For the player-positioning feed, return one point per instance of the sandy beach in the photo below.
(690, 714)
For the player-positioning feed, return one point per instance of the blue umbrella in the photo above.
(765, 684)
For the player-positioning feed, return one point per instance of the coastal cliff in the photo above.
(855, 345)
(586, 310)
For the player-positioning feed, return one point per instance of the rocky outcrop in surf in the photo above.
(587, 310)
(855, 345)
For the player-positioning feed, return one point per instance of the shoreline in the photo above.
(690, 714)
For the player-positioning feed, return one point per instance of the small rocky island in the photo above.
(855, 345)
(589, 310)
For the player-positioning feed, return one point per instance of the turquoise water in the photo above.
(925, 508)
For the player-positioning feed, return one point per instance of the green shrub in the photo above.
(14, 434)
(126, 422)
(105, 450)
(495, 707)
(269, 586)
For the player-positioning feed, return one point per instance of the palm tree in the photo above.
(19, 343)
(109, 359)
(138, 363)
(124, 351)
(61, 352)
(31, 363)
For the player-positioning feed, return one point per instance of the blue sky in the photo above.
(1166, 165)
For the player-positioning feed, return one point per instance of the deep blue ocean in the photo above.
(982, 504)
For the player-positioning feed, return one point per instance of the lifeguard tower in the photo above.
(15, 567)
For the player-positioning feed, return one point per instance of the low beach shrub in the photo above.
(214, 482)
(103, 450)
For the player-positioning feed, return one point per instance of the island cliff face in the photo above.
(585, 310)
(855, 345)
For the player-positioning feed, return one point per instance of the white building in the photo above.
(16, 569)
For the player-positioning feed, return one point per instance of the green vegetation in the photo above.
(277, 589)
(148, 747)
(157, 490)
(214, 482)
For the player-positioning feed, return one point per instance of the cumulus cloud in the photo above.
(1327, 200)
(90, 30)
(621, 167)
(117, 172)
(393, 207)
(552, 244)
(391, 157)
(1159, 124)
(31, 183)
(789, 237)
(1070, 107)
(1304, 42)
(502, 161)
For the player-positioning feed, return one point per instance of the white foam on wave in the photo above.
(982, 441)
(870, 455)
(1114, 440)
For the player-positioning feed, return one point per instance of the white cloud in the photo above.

DIRECTION: Please format the records between the line holding "shoreline in the photo above." and the line holding "(1114, 440)", inclusive, as a Markdown table with columns n and Line, one row per line, skipping blank lines.

SOLUTION:
| n | Line |
|---|---|
| 1 | For the player-positioning feed, return one point per instance of the shoreline in the photo above. |
| 2 | (690, 714) |
| 3 | For the player-positioning feed, return one point per instance of the small rocky island in the photo above. |
| 4 | (855, 345) |
| 5 | (589, 310) |
| 6 | For the player-positioning feed, return one point per instance of the turquoise water in the photo above. |
| 7 | (925, 508) |
| 8 | For the player-positioning feed, return one point per instance of the green shrub in the photo above. |
| 9 | (14, 434) |
| 10 | (126, 422) |
| 11 | (105, 450) |
| 12 | (495, 707) |
| 13 | (269, 586) |
| 14 | For the player-positioning feed, return one point per instance of the palm tree in the photo above. |
| 15 | (19, 343) |
| 16 | (109, 359) |
| 17 | (138, 363) |
| 18 | (124, 351) |
| 19 | (61, 352) |
| 20 | (31, 363) |
| 21 | For the player-positioning feed, return one point per instance of the blue sky in the photo above. |
| 22 | (1166, 165) |
| 23 | For the player-positioning feed, return one point per instance of the deep blue ocean in the photo above. |
| 24 | (982, 504) |
| 25 | For the player-positioning feed, return one point per instance of the lifeguard tower in the photo above. |
| 26 | (15, 567) |
| 27 | For the player-positioning feed, return one point per instance of the low beach shrub in the photo above. |
| 28 | (214, 482) |
| 29 | (103, 450) |
| 30 | For the player-positioning feed, return one point per instance of the island cliff face in the photo above. |
| 31 | (585, 310) |
| 32 | (855, 345) |
| 33 | For the player-positioning feed, return one point per instance of the white building in the photo above. |
| 34 | (16, 569) |
| 35 | For the player-positioning feed, return one point per instance of the green vegetation in the photo above. |
| 36 | (277, 589) |
| 37 | (148, 747) |
| 38 | (157, 490) |
| 39 | (214, 482) |
| 40 | For the player-positioning feed, return one point per instance of the cumulus cloud in the photo above. |
| 41 | (1327, 200) |
| 42 | (90, 30) |
| 43 | (621, 167) |
| 44 | (117, 172) |
| 45 | (393, 207) |
| 46 | (552, 244) |
| 47 | (391, 157) |
| 48 | (1159, 124) |
| 49 | (31, 183) |
| 50 | (789, 237) |
| 51 | (1070, 107) |
| 52 | (1304, 42) |
| 53 | (502, 161) |
| 54 | For the player-positioning feed, return one point per instance of the white foam on wave in the photo above. |
| 55 | (982, 441) |
| 56 | (870, 455) |
| 57 | (1114, 440) |